A luglio 2009 vi parlai della sfida giuridica in atto tra i birrifici della Baviera e l’azienda Bavaria, industria brassicola dei Paesi Bassi. La questione era molto semplice: essendo la Bavaria una società olandese, l’utilizzo di un nome che ricorda la regione tedesca sarebbe improprio, soprattutto per l’esistenza di un preciso marchio IGP “Bayerische Bier”. Nel 2006 per tutelare i propri diritti, i produttori bavaresi si rivolsero al Tribunale di Torino, il quale non si espresse sulla questione, sottoponendola alla Corte di Giustizia Europea. Quest’ultima a sua volta non si pronunciò in modo definitivo, rimandando ai vari tribunali nazionali la decisione di consentire a Bavaria di utilizzare il suo nome. Si creò insomma una situazione molto simile a quella che in passato vide protagoniste l’americana Anheuser-Busch e la ceca Budvar.

— ELENCO —
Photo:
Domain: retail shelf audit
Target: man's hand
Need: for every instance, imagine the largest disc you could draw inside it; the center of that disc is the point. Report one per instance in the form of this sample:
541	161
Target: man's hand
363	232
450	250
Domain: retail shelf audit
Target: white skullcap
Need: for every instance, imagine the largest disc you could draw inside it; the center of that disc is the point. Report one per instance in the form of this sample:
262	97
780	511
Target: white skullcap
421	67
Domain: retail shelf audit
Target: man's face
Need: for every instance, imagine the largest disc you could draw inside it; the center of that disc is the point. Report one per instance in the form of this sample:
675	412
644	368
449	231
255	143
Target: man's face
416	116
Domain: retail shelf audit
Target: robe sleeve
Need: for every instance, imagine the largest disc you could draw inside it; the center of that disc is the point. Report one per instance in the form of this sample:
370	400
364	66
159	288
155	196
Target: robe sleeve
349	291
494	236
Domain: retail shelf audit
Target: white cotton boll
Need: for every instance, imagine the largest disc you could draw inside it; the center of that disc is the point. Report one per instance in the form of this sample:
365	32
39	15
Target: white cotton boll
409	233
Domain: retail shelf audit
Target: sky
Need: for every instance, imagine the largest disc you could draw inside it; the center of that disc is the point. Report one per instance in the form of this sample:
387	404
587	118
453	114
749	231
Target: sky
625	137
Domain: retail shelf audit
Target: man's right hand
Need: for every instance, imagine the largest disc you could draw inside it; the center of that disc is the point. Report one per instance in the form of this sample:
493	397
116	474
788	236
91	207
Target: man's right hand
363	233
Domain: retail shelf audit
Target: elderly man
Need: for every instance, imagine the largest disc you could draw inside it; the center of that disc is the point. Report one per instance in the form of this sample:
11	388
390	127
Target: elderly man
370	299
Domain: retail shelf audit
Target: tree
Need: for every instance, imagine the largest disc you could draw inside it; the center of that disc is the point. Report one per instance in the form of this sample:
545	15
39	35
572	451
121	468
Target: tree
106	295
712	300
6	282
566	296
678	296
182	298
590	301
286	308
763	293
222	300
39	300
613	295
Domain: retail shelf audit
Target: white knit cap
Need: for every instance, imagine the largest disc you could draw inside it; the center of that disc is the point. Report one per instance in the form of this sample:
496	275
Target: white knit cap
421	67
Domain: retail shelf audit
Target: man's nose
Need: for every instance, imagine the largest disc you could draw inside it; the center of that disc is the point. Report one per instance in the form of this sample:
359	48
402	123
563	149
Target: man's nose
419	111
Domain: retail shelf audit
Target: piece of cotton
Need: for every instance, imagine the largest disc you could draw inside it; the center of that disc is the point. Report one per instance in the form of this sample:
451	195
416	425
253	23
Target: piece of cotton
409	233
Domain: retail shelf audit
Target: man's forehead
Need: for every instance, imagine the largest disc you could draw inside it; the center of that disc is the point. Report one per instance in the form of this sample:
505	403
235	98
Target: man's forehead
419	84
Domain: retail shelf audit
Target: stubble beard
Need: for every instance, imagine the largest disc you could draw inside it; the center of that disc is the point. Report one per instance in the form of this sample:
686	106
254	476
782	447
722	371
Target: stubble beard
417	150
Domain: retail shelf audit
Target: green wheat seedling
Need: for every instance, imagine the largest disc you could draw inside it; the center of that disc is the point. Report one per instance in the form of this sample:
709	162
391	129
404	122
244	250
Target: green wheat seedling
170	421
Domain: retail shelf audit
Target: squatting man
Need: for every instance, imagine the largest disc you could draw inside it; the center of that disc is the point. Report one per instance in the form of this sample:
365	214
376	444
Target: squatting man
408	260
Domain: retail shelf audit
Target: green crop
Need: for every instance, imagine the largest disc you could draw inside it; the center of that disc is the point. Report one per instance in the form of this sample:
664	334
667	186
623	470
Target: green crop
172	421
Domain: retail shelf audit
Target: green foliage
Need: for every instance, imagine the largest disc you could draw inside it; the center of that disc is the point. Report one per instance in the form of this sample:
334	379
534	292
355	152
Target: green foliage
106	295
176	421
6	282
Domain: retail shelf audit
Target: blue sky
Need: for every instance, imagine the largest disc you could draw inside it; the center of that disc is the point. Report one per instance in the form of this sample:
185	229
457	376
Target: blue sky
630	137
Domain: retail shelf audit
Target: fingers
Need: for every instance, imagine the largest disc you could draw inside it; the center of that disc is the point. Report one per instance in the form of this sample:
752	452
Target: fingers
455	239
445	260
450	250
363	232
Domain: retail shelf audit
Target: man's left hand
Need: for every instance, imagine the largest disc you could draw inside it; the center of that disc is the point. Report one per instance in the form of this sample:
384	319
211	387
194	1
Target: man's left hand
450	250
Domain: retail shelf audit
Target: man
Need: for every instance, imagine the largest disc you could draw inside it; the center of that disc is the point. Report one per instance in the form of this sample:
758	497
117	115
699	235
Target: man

— COMPITO BREVE 1 —
Nel brano sulla disputa tra i birrifici bavaresi e l'azienda Bavaria, a quale tribunale si rivolsero i produttori bavaresi nel 2006?
— COMPITO BREVE 2 —
Trascriva senza modifiche il passo del brano sulla disputa per il nome Bavaria, a partire da "A luglio 2009" fino a "la ceca Budvar.".
— COMPITO BREVE 3 —
Prosegua il brano sulla controversia tra i birrifici della Baviera e l'industria olandese Bavaria, continuando dopo l'ultima frase riportata.

— RISPOSTA SCRITTA 1 —
Al Tribunale di Torino.

— RISPOSTA SCRITTA 2 —
A luglio 2009 vi parlai della sfida giuridica in atto tra i birrifici della Baviera e l’azienda Bavaria, industria brassicola dei Paesi Bassi. La questione era molto semplice: essendo la Bavaria una società olandese, l’utilizzo di un nome che ricorda la regione tedesca sarebbe improprio, soprattutto per l’esistenza di un preciso marchio IGP “Bayerische Bier”. Nel 2006 per tutelare i propri diritti, i produttori bavaresi si rivolsero al Tribunale di Torino, il quale non si espresse sulla questione, sottoponendola alla Corte di Giustizia Europea. Quest’ultima a sua volta non si pronunciò in modo definitivo, rimandando ai vari tribunali nazionali la decisione di consentire a Bavaria di utilizzare il suo nome. Si creò insomma una situazione molto simile a quella che in passato vide protagoniste l’americana Anheuser-Busch e la ceca Budvar.

— RISPOSTA SCRITTA 3 —
La scorsa settimana la Corte d’Appello di Torino ha finalmente messo un punto alla diatriba. A chi come noi ama le produzioni dei piccoli birrifici, non farà piacere sapere che l’organismo si è espresso a favore dell’industria olandese, che potrà dunque continuare a usare il suo nome in Italia. La vittoria sul nostro territorio è la terza per Bavaria dopo quelle ottenute in Australia e Spagna.

Come si può leggere su Informazione.it:

Il tribunale ha stabilito che tutti i marchi Bavaria hanno priorità sull’IGP, che sono stati registrati in buona fede e che, in considerazione del loro aspetto generale e del loro uso, non esiste alcuna motivazione che possa comportarne l’invalidità o la decadenza; in particolare, è stato stabilito che i marchi non sono ingannevoli per i consumatori italiani.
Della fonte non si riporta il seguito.